Natural-language object grounding data:

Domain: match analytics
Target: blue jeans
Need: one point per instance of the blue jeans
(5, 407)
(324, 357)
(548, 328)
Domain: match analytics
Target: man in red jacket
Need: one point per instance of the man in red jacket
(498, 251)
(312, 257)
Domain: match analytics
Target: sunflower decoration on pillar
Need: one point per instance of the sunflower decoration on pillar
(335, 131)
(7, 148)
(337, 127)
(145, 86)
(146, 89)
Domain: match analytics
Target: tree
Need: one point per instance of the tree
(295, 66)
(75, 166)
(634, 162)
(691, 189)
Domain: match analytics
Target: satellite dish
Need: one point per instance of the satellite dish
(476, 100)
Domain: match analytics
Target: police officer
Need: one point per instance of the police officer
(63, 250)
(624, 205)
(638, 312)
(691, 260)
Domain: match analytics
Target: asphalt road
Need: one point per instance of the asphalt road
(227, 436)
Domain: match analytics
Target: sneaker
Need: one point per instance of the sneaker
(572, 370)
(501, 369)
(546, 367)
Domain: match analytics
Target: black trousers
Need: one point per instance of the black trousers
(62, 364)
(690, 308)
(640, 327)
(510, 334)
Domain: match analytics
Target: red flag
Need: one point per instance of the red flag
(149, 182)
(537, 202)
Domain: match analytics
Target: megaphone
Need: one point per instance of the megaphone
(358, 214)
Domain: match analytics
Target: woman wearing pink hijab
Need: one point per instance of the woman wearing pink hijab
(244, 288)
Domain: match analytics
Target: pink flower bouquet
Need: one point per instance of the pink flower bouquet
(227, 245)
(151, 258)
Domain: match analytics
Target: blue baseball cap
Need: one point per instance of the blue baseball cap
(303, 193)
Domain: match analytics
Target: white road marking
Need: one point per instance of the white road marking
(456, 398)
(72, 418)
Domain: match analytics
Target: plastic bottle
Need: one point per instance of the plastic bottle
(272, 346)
---
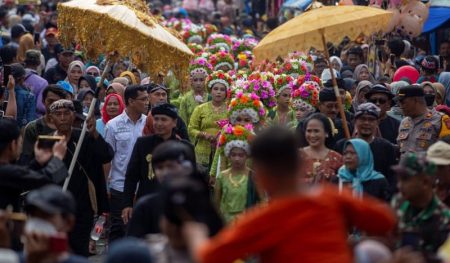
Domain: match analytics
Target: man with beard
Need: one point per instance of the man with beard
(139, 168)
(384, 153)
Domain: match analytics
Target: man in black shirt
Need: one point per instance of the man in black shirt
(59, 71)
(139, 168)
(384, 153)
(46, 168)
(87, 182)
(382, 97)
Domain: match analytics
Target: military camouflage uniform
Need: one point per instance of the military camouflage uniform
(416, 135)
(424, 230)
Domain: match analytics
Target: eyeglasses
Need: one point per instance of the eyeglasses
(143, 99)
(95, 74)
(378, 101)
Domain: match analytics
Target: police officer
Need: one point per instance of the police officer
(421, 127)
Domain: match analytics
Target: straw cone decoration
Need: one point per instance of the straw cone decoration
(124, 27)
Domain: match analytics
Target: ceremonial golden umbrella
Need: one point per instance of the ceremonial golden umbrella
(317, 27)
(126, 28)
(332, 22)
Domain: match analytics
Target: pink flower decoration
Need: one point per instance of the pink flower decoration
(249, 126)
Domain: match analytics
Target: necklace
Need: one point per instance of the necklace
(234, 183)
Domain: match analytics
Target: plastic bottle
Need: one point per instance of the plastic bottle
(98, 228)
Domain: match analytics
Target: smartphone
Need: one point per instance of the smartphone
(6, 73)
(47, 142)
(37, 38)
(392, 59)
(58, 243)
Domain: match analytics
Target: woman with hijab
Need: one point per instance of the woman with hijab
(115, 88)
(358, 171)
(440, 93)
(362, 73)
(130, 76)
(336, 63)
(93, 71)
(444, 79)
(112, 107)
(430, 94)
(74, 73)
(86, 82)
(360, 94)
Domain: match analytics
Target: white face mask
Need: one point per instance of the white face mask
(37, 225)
---
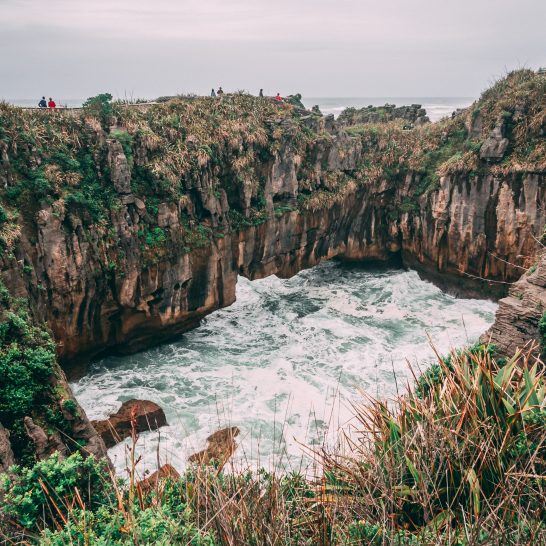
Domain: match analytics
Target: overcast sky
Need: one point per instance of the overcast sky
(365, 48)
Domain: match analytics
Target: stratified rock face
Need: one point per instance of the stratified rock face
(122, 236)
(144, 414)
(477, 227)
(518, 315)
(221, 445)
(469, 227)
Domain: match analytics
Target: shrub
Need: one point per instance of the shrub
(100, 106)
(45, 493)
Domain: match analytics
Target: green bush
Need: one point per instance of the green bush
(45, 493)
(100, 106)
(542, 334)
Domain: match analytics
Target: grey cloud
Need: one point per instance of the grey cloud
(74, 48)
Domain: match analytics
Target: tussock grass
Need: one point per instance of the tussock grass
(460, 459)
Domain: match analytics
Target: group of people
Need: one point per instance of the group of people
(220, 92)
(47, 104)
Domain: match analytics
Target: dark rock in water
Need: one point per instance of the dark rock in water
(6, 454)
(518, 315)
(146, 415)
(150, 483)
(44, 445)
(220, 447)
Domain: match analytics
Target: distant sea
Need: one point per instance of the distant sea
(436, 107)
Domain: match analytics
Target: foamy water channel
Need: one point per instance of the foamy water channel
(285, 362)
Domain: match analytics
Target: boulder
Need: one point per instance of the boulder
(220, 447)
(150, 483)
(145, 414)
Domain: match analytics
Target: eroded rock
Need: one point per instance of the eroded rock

BRIEF:
Go over the data above and copy every line that has the word "eroded" in it.

RESULT BELOW:
Target: eroded rock
Need: one point per instance of the eroded rock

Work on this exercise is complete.